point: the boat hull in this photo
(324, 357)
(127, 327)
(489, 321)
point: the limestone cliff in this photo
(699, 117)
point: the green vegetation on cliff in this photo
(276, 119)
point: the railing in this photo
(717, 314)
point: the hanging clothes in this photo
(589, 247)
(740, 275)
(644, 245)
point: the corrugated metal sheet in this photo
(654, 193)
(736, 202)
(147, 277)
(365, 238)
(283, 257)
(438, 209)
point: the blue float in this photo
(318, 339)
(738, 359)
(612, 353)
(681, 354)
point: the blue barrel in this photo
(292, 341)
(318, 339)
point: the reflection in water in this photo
* * * * * * * * *
# Task prompt
Copy all of the records above word for word.

# The output
point: the boat hull in this photo
(324, 357)
(127, 327)
(489, 321)
point: the limestone cliff in this photo
(699, 117)
point: the green vegetation on cliff in this photo
(276, 119)
point: the railing in this photo
(717, 314)
point: the hanging clothes in this photo
(589, 247)
(740, 275)
(644, 245)
point: the corrugated metal sheet in this photo
(654, 193)
(736, 202)
(147, 277)
(365, 238)
(283, 257)
(438, 209)
point: the blue float in this photo
(318, 339)
(738, 359)
(612, 353)
(681, 354)
point: the blue barrel in this photo
(292, 341)
(318, 339)
point: the reflection in water in this photo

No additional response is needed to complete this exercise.